[Position identification records]
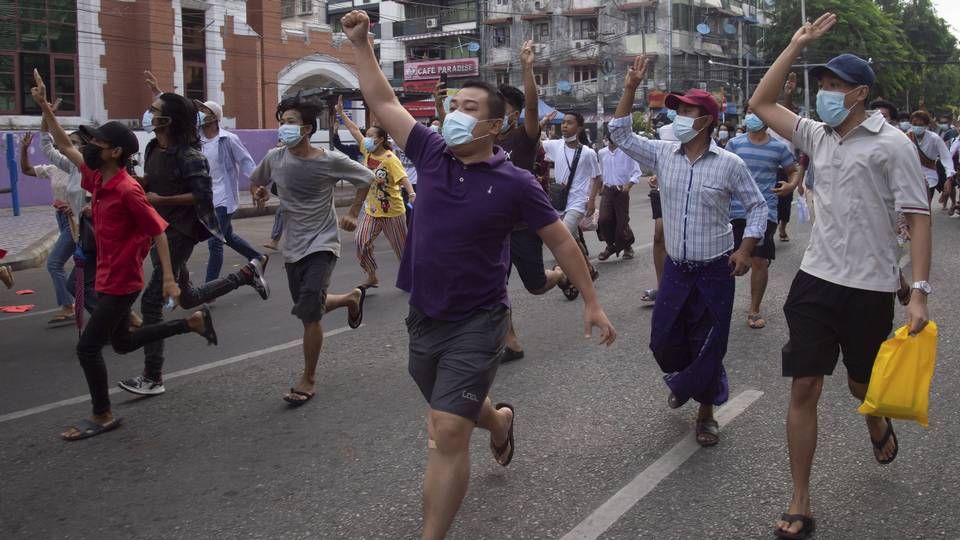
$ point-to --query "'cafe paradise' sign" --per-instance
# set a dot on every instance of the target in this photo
(461, 67)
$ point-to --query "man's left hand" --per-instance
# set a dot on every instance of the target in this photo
(739, 263)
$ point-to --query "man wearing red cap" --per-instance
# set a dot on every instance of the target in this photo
(698, 179)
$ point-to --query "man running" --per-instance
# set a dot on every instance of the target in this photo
(455, 269)
(305, 177)
(178, 185)
(520, 143)
(228, 159)
(126, 225)
(766, 158)
(841, 299)
(620, 173)
(691, 317)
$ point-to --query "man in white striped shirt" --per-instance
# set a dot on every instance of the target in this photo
(698, 179)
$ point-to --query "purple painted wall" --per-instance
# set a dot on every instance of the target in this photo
(34, 192)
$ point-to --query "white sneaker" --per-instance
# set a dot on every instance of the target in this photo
(142, 386)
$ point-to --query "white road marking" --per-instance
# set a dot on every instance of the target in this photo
(622, 501)
(176, 374)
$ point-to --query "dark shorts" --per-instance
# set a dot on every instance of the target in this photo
(309, 279)
(526, 254)
(826, 319)
(454, 362)
(767, 250)
(655, 205)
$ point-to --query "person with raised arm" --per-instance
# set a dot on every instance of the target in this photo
(470, 198)
(693, 307)
(841, 299)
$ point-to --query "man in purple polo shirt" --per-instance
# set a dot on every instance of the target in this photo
(469, 198)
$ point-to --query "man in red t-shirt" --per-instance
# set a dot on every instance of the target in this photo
(125, 225)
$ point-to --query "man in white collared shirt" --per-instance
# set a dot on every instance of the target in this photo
(620, 173)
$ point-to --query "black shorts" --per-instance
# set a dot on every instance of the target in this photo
(309, 279)
(454, 362)
(826, 319)
(655, 205)
(526, 254)
(767, 250)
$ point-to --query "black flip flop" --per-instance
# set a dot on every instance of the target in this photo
(498, 452)
(878, 446)
(298, 402)
(88, 428)
(208, 330)
(808, 525)
(355, 323)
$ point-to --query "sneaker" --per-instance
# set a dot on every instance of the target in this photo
(142, 386)
(255, 269)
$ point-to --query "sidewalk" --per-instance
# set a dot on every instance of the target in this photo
(29, 237)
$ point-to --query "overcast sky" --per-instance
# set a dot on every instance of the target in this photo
(950, 11)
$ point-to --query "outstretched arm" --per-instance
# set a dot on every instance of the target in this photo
(764, 100)
(376, 90)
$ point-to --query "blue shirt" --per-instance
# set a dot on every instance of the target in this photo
(764, 162)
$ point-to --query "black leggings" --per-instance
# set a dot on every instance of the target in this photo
(110, 323)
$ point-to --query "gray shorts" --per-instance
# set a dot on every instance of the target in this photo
(454, 362)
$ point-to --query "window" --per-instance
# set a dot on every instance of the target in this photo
(41, 34)
(194, 54)
(585, 73)
(541, 32)
(585, 29)
(501, 36)
(541, 77)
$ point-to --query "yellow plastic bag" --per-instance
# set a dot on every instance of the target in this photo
(900, 382)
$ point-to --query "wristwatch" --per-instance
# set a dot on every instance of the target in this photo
(923, 287)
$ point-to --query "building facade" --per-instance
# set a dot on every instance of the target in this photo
(243, 54)
(584, 47)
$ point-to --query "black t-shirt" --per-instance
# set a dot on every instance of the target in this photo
(520, 149)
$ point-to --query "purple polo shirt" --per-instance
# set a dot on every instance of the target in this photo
(458, 248)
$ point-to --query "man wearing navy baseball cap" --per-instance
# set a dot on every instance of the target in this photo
(841, 299)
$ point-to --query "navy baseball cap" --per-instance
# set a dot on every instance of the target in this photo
(848, 67)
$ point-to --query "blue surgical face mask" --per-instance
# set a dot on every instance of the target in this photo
(753, 123)
(289, 134)
(683, 128)
(458, 128)
(831, 108)
(147, 121)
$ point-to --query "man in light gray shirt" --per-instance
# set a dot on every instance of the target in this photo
(305, 177)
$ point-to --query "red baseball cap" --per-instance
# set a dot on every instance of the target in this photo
(697, 98)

EXERCISE =>
Return the records exactly. Don't carry the pictures over.

SOLUTION TO THIS TASK =>
$ point-to --query "'cafe paradise' sign" --per-instance
# set a dot on every instance of the target in this photo
(461, 67)
$ point-to --query "man's left hand" --per-instance
# set a dot on every instance of the target in this photo
(739, 263)
$ point-to --query "man wearing red cap" --per-instance
# set a dot on every instance of the target in this photo
(698, 179)
$ point-to --query "man running" --per-instance
# set a dot on every instance of the target in this photo
(455, 269)
(305, 177)
(178, 185)
(520, 143)
(228, 159)
(126, 225)
(766, 158)
(841, 299)
(620, 173)
(691, 317)
$ point-to --query "man in white striped shirt" --per-instance
# set a dot on every instance of the target in this photo
(698, 179)
$ point-to --query "purple painted wall" --per-instance
# set a dot on every instance of the target in this photo
(34, 192)
$ point-to --query "white sneaker" --per-instance
# set a dot on every instance of the target in this photo
(142, 386)
$ point-to --query "white road marking" --per-instance
# set a dot on every instance of the target in this photo
(622, 501)
(176, 374)
$ point-to --query "dark shorts" --per-instance
# set a dot on every instance of the target in this photo
(309, 279)
(526, 254)
(826, 319)
(454, 362)
(767, 250)
(655, 205)
$ point-to --query "person with raised arm" --per-instance
# set a dot on every instance of the target in this photo
(470, 198)
(693, 307)
(841, 299)
$ point-to --query "man in purple polo shirt" --per-instance
# set a dot on every instance of the target in this photo
(469, 198)
$ point-to --query "man in red t-shirt" --per-instance
# set a dot on every instance of the target in this photo
(125, 225)
$ point-to --query "man in white collared shirt" --per-instance
# set a dot on every instance of the target in this photo
(620, 173)
$ point-to --query "black shorts" --per-instance
# set a dot on every instance of the target in this photo
(309, 279)
(454, 362)
(826, 319)
(655, 205)
(526, 254)
(767, 250)
$ point-to --query "black flip flop" --per-instance
# set a dot on every instance of the target in this photo
(498, 452)
(878, 446)
(298, 402)
(88, 428)
(208, 330)
(808, 525)
(355, 323)
$ point-to --query "sneaker" --per-instance
# set a dot on every instance of the target in this photo
(142, 386)
(255, 269)
$ point-to --query "sidewalk" --per-instance
# set a dot on every instance of the target in this photo
(29, 237)
$ point-to --query "overcast sky" --per-instance
# set a dot on every instance of the target in this photo
(950, 11)
$ point-to --query "outstretched arm" --per-instance
# set a dot on every instance of the target in this photo
(764, 100)
(376, 90)
$ point-to --query "blue shirt" --per-instance
# set a dot on every instance of the target in this photo
(764, 162)
$ point-to --query "black leggings" --per-instance
# set a dot on every instance of the target in this photo
(110, 323)
$ point-to --query "gray shorts" --per-instance
# set a dot on every instance of the target in this photo
(454, 362)
$ point-to --query "window" --per-instance
# set a dot on every instance of the target in this photo
(41, 34)
(194, 54)
(585, 73)
(541, 32)
(585, 29)
(501, 36)
(541, 77)
$ point-to --query "yellow plastic bag" --per-instance
# set a dot on every instance of the target in this photo
(900, 382)
$ point-to --query "wristwatch" --per-instance
# set a dot on every instance of the target in this photo
(923, 287)
$ point-to --query "building facade" --per-instance
# set a dot on every instance of the target in this photo
(243, 54)
(584, 47)
$ point-to --query "black t-shirt" --per-instance
# set a dot on every instance of the target in this photo
(520, 149)
$ point-to --query "purple polo shirt" --per-instance
# set a dot on every instance of the target in this photo
(458, 248)
$ point-to --query "man wearing navy baseball cap" --per-instance
# set a dot on every instance of the target in this photo
(841, 299)
$ point-to --query "navy baseball cap" --per-instance
# set a dot on every instance of the target in this photo
(848, 67)
$ point-to --query "blue surgical face mask" --per-instance
# set a dot on every instance of the target in this photo
(753, 123)
(289, 134)
(683, 128)
(458, 128)
(831, 108)
(147, 121)
$ point-to --query "man in light gray shirt" --per-instance
# set a dot on every instance of the target in this photo
(305, 177)
$ point-to --query "red baseball cap" --per-instance
# set a dot on every instance of the target in this photo
(697, 98)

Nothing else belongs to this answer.